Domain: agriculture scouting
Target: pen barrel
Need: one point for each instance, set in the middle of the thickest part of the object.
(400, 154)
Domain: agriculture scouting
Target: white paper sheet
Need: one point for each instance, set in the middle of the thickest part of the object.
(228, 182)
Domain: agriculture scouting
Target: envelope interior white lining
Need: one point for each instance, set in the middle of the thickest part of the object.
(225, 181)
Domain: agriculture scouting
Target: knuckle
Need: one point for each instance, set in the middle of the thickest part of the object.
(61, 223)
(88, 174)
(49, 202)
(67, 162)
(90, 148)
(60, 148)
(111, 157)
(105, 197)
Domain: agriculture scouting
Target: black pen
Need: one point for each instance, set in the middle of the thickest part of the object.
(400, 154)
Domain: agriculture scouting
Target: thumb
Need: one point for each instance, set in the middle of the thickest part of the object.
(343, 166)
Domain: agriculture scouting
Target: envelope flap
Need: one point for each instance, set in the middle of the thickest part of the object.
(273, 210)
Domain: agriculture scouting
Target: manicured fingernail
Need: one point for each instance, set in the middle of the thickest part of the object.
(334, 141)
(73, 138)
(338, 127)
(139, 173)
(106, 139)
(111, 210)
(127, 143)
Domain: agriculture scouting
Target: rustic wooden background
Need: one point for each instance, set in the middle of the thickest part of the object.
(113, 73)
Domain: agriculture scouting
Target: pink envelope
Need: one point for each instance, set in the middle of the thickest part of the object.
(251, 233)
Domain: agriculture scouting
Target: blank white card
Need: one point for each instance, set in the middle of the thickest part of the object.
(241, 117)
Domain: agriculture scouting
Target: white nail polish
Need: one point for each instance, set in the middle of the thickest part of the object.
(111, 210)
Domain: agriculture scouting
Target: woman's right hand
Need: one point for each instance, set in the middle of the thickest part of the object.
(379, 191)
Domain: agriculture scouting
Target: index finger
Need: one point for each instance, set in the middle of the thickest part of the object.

▶ _Task to carry out_
From the records above, repeat exactly the lines from the one with "Target: rustic wooden background" through the one with "Target: white nail polish", both included.

▶ _Solution to this problem_
Target: rustic wooden background
Need: one point for each instance, set in the middle of the thickest part of the object.
(113, 73)
Domain: agriculture scouting
Target: pink envelope
Need: one point for each instance, set in the middle of the thickest part of the object.
(251, 233)
Domain: agriculture scouting
Target: blank white card
Need: one point for each instance, set in the middle of the thickest part of the object.
(241, 117)
Domain: agriculture scouting
Target: white nail polish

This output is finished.